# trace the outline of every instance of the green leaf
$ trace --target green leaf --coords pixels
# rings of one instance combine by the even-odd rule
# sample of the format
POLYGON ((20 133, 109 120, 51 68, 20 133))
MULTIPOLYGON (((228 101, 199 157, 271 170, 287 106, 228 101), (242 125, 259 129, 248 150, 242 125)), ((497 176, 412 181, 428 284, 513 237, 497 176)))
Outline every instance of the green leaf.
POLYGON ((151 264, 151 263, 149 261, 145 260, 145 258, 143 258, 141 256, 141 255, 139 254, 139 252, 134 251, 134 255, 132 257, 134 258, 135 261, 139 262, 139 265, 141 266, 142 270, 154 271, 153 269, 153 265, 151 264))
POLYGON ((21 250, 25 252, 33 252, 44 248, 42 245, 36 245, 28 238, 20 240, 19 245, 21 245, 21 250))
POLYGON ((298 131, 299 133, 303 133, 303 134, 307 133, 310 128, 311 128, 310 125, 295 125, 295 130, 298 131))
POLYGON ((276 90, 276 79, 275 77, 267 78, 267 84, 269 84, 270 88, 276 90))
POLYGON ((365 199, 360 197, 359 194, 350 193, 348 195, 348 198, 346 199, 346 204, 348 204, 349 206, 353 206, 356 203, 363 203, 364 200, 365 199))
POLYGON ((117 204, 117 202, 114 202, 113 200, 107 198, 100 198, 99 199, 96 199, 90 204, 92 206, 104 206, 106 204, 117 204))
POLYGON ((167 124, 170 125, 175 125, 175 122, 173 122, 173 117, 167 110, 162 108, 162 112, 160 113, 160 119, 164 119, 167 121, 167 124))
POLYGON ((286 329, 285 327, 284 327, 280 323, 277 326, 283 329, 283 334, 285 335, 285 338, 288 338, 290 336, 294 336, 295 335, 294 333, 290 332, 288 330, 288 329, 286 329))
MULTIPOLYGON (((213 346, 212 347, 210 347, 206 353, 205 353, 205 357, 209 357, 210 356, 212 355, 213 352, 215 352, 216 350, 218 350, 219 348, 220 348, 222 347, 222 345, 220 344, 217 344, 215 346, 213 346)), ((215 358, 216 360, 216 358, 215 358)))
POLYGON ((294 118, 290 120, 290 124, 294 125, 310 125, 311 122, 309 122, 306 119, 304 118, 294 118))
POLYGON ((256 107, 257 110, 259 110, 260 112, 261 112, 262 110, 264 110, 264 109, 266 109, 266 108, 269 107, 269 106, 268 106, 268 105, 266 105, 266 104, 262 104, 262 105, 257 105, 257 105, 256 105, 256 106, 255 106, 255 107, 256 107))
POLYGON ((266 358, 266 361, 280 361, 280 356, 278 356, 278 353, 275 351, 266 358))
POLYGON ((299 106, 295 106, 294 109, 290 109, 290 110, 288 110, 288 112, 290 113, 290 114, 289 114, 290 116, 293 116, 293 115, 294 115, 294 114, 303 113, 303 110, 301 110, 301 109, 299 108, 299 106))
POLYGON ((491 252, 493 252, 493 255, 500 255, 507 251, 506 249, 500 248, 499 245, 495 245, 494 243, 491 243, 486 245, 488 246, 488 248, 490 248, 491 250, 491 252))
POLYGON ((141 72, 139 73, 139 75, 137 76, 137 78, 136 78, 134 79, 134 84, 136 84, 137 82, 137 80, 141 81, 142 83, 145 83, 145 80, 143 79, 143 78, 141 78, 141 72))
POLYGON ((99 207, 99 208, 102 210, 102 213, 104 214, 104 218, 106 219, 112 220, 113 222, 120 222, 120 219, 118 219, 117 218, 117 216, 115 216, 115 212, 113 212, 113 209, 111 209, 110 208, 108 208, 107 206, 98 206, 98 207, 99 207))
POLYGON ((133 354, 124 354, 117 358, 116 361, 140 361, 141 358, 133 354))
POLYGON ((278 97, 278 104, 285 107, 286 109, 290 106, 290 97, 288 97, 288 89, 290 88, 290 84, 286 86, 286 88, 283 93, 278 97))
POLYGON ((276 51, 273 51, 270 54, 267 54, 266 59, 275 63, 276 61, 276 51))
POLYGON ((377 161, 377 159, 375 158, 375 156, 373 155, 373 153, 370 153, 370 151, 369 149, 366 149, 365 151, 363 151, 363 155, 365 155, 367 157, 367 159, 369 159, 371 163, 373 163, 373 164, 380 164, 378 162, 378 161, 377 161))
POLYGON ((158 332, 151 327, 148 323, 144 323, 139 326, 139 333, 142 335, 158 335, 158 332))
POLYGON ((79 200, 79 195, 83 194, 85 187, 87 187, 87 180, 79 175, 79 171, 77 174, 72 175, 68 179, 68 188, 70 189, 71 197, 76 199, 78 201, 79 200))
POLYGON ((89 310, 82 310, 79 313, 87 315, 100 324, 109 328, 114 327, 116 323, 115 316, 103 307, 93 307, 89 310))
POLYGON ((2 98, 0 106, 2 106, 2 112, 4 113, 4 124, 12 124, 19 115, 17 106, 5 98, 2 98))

### WHAT IS EXPECTED
Reproduce all of the records above verbatim, in their original order and line breaks.

### ANSWER
# trace the outline of every instance of the green leaf
$ trace --target green leaf --coords pixels
# rings of one instance combine by the even-odd rule
# sample of the format
POLYGON ((20 133, 109 120, 51 68, 20 133))
MULTIPOLYGON (((228 101, 199 157, 271 170, 287 106, 228 101), (242 125, 259 129, 248 150, 242 125)), ((497 176, 412 181, 428 284, 513 237, 497 176)))
Outline every instance of the green leaf.
POLYGON ((151 264, 151 263, 149 261, 145 260, 145 258, 143 258, 141 256, 141 255, 139 254, 139 252, 134 251, 134 255, 132 257, 134 258, 135 261, 139 262, 139 265, 141 266, 142 270, 154 271, 153 269, 153 265, 151 264))
POLYGON ((21 250, 25 252, 33 252, 44 248, 42 245, 36 245, 28 238, 20 240, 19 245, 21 245, 21 250))
POLYGON ((298 131, 299 133, 303 133, 303 134, 307 133, 310 128, 311 128, 310 125, 295 125, 295 130, 298 131))
POLYGON ((276 90, 276 79, 275 77, 267 78, 267 84, 269 84, 270 88, 276 90))
POLYGON ((365 199, 360 197, 359 194, 350 193, 348 195, 348 198, 346 199, 346 204, 348 204, 349 206, 353 206, 356 203, 363 203, 364 200, 365 199))
POLYGON ((117 204, 117 202, 114 202, 113 200, 107 198, 100 198, 99 199, 96 199, 90 204, 92 206, 104 206, 106 204, 117 204))
POLYGON ((167 124, 170 125, 175 125, 175 122, 173 122, 173 117, 167 110, 162 108, 162 112, 160 113, 160 119, 164 119, 167 121, 167 124))
POLYGON ((286 329, 285 327, 284 327, 280 323, 277 326, 283 329, 283 334, 285 335, 285 338, 288 338, 290 336, 294 336, 295 335, 294 333, 290 332, 288 330, 288 329, 286 329))
MULTIPOLYGON (((213 346, 212 347, 210 347, 206 353, 205 353, 205 357, 209 357, 210 356, 212 355, 213 352, 215 352, 216 350, 218 350, 219 348, 220 348, 222 347, 222 345, 220 344, 217 344, 215 346, 213 346)), ((215 358, 216 360, 216 358, 215 358)))
POLYGON ((294 118, 290 120, 290 124, 294 125, 310 125, 311 122, 309 122, 306 119, 304 118, 294 118))
POLYGON ((256 107, 257 110, 259 110, 260 112, 261 112, 262 110, 264 110, 264 109, 266 109, 266 108, 269 107, 269 106, 268 106, 268 105, 266 105, 266 104, 262 104, 262 105, 257 105, 257 105, 256 105, 256 106, 255 106, 255 107, 256 107))
POLYGON ((266 358, 266 361, 280 361, 280 356, 278 356, 278 353, 275 351, 266 358))
POLYGON ((299 106, 295 106, 294 109, 290 109, 290 110, 288 110, 288 112, 290 113, 290 114, 289 114, 290 116, 293 116, 293 115, 294 115, 294 114, 303 113, 303 110, 301 110, 301 109, 299 108, 299 106))
POLYGON ((491 252, 493 252, 493 255, 500 255, 507 251, 506 249, 500 248, 499 245, 495 245, 494 243, 491 243, 486 245, 488 246, 488 248, 490 248, 491 250, 491 252))
POLYGON ((141 72, 139 73, 139 75, 137 76, 137 78, 136 78, 134 79, 134 84, 136 84, 137 82, 137 80, 141 81, 142 83, 145 83, 145 80, 143 79, 143 78, 141 78, 141 72))
POLYGON ((99 207, 99 208, 102 210, 102 213, 104 214, 104 218, 106 219, 112 220, 113 222, 120 222, 120 219, 118 219, 117 218, 117 216, 115 216, 115 212, 113 212, 113 209, 111 209, 110 208, 108 208, 107 206, 98 206, 98 207, 99 207))
POLYGON ((133 354, 124 354, 117 358, 116 361, 140 361, 141 358, 133 354))
POLYGON ((278 97, 278 104, 285 107, 286 109, 290 106, 290 97, 288 97, 288 89, 290 88, 290 84, 286 86, 286 88, 283 93, 278 97))
POLYGON ((276 51, 273 51, 270 54, 267 54, 266 59, 275 63, 276 61, 276 51))
POLYGON ((377 161, 377 159, 375 158, 375 156, 373 155, 373 153, 370 153, 370 151, 369 149, 366 149, 365 151, 363 151, 363 155, 365 155, 367 157, 367 159, 369 159, 371 163, 373 163, 373 164, 380 164, 378 162, 378 161, 377 161))
POLYGON ((158 332, 151 327, 148 323, 144 323, 139 326, 139 333, 142 335, 158 335, 158 332))
POLYGON ((79 200, 79 195, 83 194, 85 187, 87 187, 87 180, 79 175, 79 171, 77 174, 72 175, 68 179, 68 188, 70 189, 71 197, 76 199, 78 201, 79 200))
POLYGON ((89 310, 82 310, 79 313, 87 315, 100 324, 109 328, 114 327, 116 323, 115 316, 103 307, 93 307, 89 310))
POLYGON ((2 98, 0 106, 2 106, 2 112, 4 113, 4 124, 12 124, 19 115, 17 106, 5 98, 2 98))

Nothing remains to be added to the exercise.